** Start Records to use **

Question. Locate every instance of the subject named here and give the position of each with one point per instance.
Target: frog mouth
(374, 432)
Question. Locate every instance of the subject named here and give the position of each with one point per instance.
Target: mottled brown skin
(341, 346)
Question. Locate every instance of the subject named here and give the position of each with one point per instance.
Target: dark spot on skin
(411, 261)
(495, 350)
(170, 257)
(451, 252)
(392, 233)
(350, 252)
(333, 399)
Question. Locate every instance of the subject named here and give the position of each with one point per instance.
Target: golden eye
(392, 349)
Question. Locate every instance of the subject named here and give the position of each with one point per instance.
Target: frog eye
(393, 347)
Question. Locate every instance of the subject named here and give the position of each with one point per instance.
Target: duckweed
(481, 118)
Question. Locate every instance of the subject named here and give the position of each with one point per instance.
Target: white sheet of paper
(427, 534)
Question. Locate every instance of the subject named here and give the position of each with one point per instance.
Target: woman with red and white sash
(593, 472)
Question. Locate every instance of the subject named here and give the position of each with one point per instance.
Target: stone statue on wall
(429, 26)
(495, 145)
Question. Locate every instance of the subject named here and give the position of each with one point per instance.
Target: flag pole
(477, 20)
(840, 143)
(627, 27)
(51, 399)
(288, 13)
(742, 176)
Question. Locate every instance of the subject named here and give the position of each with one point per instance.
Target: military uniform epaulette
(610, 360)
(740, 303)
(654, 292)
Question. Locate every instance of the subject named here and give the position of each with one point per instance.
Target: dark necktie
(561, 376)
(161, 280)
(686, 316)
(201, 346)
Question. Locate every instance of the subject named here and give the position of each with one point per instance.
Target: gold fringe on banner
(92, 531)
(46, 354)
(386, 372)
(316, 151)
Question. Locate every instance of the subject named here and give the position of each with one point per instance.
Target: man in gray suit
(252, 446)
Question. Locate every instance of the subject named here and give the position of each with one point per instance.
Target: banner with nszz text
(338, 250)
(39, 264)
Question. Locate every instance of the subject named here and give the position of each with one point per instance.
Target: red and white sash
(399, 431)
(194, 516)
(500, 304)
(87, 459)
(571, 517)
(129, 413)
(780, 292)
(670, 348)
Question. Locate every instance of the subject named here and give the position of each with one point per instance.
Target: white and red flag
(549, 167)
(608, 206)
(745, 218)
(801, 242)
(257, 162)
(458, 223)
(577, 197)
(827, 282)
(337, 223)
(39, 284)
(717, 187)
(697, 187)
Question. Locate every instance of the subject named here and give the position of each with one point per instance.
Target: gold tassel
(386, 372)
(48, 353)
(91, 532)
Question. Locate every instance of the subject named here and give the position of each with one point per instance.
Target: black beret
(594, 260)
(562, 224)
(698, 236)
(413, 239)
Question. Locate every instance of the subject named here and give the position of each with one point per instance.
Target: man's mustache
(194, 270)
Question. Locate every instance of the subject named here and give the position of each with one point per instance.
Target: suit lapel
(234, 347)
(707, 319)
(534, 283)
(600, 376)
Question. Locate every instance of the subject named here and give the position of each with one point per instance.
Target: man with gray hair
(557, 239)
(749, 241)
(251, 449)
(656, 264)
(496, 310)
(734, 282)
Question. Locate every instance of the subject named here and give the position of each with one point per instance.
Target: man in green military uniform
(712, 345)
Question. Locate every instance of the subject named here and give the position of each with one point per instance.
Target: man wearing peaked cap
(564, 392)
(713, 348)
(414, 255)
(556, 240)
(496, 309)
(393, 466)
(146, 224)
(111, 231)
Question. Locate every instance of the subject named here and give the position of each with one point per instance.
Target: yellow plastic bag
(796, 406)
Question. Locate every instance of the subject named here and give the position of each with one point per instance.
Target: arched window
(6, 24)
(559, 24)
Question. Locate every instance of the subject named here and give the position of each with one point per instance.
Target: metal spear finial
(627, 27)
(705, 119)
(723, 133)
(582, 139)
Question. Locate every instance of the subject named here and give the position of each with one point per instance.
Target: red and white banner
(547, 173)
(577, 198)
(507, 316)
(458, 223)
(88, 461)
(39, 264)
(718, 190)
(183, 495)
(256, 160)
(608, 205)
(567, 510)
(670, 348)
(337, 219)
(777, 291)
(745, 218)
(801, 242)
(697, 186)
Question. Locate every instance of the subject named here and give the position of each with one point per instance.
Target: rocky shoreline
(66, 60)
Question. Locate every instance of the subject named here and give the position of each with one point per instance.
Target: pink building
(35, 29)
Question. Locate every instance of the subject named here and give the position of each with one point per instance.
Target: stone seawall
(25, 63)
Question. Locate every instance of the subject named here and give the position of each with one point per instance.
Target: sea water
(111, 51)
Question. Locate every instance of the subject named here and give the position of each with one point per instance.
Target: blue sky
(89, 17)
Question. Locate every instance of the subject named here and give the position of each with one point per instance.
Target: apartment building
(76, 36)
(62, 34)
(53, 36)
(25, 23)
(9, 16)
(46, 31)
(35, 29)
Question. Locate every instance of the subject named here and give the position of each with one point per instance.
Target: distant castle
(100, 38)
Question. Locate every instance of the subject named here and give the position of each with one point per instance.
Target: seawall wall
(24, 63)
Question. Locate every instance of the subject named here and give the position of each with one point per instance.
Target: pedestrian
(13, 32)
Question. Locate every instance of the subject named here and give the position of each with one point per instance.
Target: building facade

** End Records to use **

» Problem requirements:
Write out the full set of records exactly as given.

» The output:
Question. Locate every instance of the subject named here and give the position of each with one point per instance.
Target: frog mouth
(374, 432)
Question. Locate every instance of the subject named here and give the position of each with one point per instance.
Target: mottled brown skin
(341, 346)
Question. Locate every instance of the subject named here and give the position of each with one point per instance.
Target: dark spot on skin
(411, 261)
(495, 350)
(170, 257)
(451, 252)
(392, 233)
(350, 252)
(333, 399)
Question. Locate every instance of the subject named here and give the position of each with one point per instance.
Target: golden eye
(392, 349)
Question. Locate every instance of the subject named here and give the position of each with one point per instance.
Target: frog eye
(393, 347)
Question. Locate every instance of the subject named here and give the position of each with one point per instance.
Target: duckweed
(481, 118)
Question. Locate every instance of the subject named here and give the position of each with one point per instance.
Target: white sheet of paper
(427, 534)
Question. Locate every instance of the subject named here and give the position of each with one point per instance.
Target: woman with red and white sash
(593, 472)
Question. Locate every instance of the subject named here and give the position of each with one point per instance.
Target: stone statue on wall
(429, 26)
(495, 145)
Question. Locate every instance of the subject named here and give the position of each with one point per instance.
Target: flag pole
(477, 20)
(840, 143)
(627, 27)
(51, 399)
(288, 13)
(742, 176)
Question. Locate every instance of the subject named here and give the position of each with one point per instance.
Target: military uniform epaulette
(610, 360)
(740, 303)
(654, 292)
Question. Locate every instance of the subject named here and give the position of each with one point per instance.
Target: dark necktie
(561, 376)
(161, 280)
(686, 316)
(201, 346)
Question. Locate every instance of the subject named here and give the position of each with one point per instance.
Target: gold fringe on banner
(92, 531)
(46, 354)
(386, 372)
(316, 151)
Question. Locate every instance of the subject named here and give the position of each with one point per instance.
Target: man in gray suit
(252, 446)
Question. Locate every instance of the subject named here and give the position of each with one point per instance.
Target: banner with nszz text
(338, 250)
(39, 264)
Question. Locate every instance of the subject named here and give the position of each with one point per instance.
Target: red and white sash
(399, 431)
(194, 516)
(500, 304)
(87, 459)
(571, 517)
(129, 413)
(780, 292)
(670, 348)
Question. Locate every instance of the subject named here and give the position of each with one point per instance.
Target: white and red flag
(549, 167)
(608, 206)
(745, 218)
(801, 242)
(257, 162)
(458, 223)
(577, 197)
(827, 282)
(337, 223)
(39, 284)
(717, 187)
(697, 187)
Question. Locate every instance of the subject named here and give the position of each with one point per instance.
Target: gold tassel
(386, 372)
(48, 353)
(91, 532)
Question. Locate every instance of the subject named here and give the position of each with one point per instance.
Target: black beret
(594, 260)
(562, 224)
(698, 236)
(413, 239)
Question. Locate every instance of the subject named here and give the position of each with one point per instance.
Target: man's mustache
(194, 270)
Question. Locate every instance of the subject named here and give the position of each with one point per instance.
Target: suit lapel
(234, 347)
(707, 319)
(534, 283)
(600, 376)
Question. Locate every instance of the subject named here and give the position of each with one point per instance.
Target: man with gray hair
(557, 239)
(749, 241)
(251, 449)
(656, 264)
(496, 310)
(734, 282)
Question. Locate every instance of the subject named here and give the position of each with one point per instance.
Target: man in green military uniform
(712, 345)
Question. Locate every instance of the subject named here and give the position of each with one point per instance.
Target: man wearing peaked cap
(564, 392)
(713, 348)
(414, 255)
(556, 240)
(496, 309)
(393, 466)
(146, 224)
(111, 231)
Question. Locate every instance of the subject named here and give the position of each with one point per instance.
Target: yellow plastic bag
(796, 406)
Question. Locate every instance of the subject named here and give the position of each with one point per instance.
Target: arched window
(6, 24)
(559, 24)
Question. Locate every instance of the subject named here and give the position of each with one point per instance.
Target: metal spear finial
(627, 27)
(705, 119)
(723, 133)
(582, 139)
Question. Locate every instance of the subject named here and give the position of each with one point per instance.
Target: red and white banner
(547, 173)
(577, 198)
(507, 316)
(458, 223)
(88, 461)
(39, 264)
(718, 190)
(183, 495)
(256, 160)
(608, 205)
(567, 510)
(670, 348)
(337, 219)
(777, 291)
(745, 218)
(801, 242)
(697, 186)
Question. Locate every instance of the subject named here and give the position of each with one point per instance.
Target: rocky shoreline
(66, 60)
Question. Locate every instance of the subject named here and give the position of each with one point per instance.
Target: pink building
(35, 29)
Question. Locate every instance of the subject named here and give the position of each with one point per instance.
Target: stone seawall
(25, 63)
Question. Locate every instance of the subject named here and give the position of each with one point per instance.
Target: sea water
(111, 51)
Question. Locate every instance of the subject named here and give the position of each with one point per instance.
Target: blue sky
(89, 17)
Question. Locate every instance of the subject named here and give the position of each with one point per instance.
Target: apartment building
(76, 36)
(62, 34)
(53, 36)
(25, 23)
(9, 16)
(46, 31)
(35, 29)
Question. Locate every instance of the subject named here and give the position of each with one point per instance.
Target: distant castle
(100, 38)
Question. Locate every instance of the subject named here and give the position of each with one point per instance.
Target: seawall wall
(24, 63)
Question. Locate every instance of the subject named here and give the position of each with one point per instance.
Target: pedestrian
(13, 32)
Question. Locate every instance of the subject named here and give the position of each with one point per instance.
Target: building facade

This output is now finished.